▶ Given exercise A
In the forum thread, how many pieces of rolled-up newspaper did tarzan throw on top of the kindling?
▶ Given exercise B
Transcribe a passage of the forum thread word for word. Begin at the words "## firefighterjake (Oct" and stop after "of this year.".

▶ Text extract
-- START --
How about a heat gun from HF. They're cheap enough with a 20% off coupon (look online for the coupon).
http://t.harborfreight.com/1500-watt-dual-temperature-heat-gun-572-1112-96289.html


----------



## tarzan (Oct 29, 2014)

You could also try a top down fire. Basicly you put newspaper (rolled up and tied in a loose knot) on top of the kindling. The theory is by the newspaper being on top it will help to heat the flue quicker.

I tried it just a few days ago when the newspaper I had under my kindling failed. Rather than moving all the kindling to start over I just threw 4 pieces of rolled up newspaper on top and tried it. To my surprise, it worked very well.


----------



## sigepsb (Oct 29, 2014)

tarzan said:


> You could also try a top down fire. Basicly you put newspaper (rolled up and tied in a loose knot) on top of the kindling. The theory is by the newspaper being on top it will help to heat the flue quicker.
> 
> I tried it just a few days ago when the newspaper I had under my kindling failed. Rather than moving all the kindling to start over I just threw 4 pieces of rolled up newspaper on top and tried it. To my surprise, it worked very well.




I started doing the top down method after seeing it on here. Where has that been my whole life? Works great.


----------



## velvetfoot (Oct 29, 2014)

I put my hand near the baffle first to see if any cold air is coming down.  I crack open a nearby window and use pieces of newspaper to get things going in the right direction.


----------



## Nick Mystic (Oct 29, 2014)

Nobody is addressing where the smoke is exiting the unit. The OP said, "when I start my fire smoke backs up and comes through the vest ( probably meant vent) and blower unit."  The only way smoke can be getting into the blower unit so that it can leak out the vent is if there is an opening in the firebox letting smoke escape into the shroud around the outside of the firebox. If this is the case then you would need to locate the crack, hole, etc. and see if it can be corrected.


----------



## firefighterjake (Oct 29, 2014)

Ummm . . . maybe that's because the OP wrote this back in the Fall of 2012 and hasn't been on here since January of this year.


----------



## tarzan (Oct 29, 2014)

Dolp and Dolp


----------



## BrotherBart (Oct 29, 2014)

And on that musical note.


----------
-- END --
▶ Data segment
-- START --
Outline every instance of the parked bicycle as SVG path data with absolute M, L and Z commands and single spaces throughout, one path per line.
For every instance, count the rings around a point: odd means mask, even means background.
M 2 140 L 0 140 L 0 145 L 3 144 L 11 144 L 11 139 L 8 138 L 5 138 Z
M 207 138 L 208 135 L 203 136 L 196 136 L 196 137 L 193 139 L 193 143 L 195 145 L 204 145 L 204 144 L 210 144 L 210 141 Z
-- END --
▶ Task response A
Four.

▶ Task response B
## firefighterjake (Oct 29, 2014)

Ummm . . . maybe that's because the OP wrote this back in the Fall of 2012 and hasn't been on here since January of this year.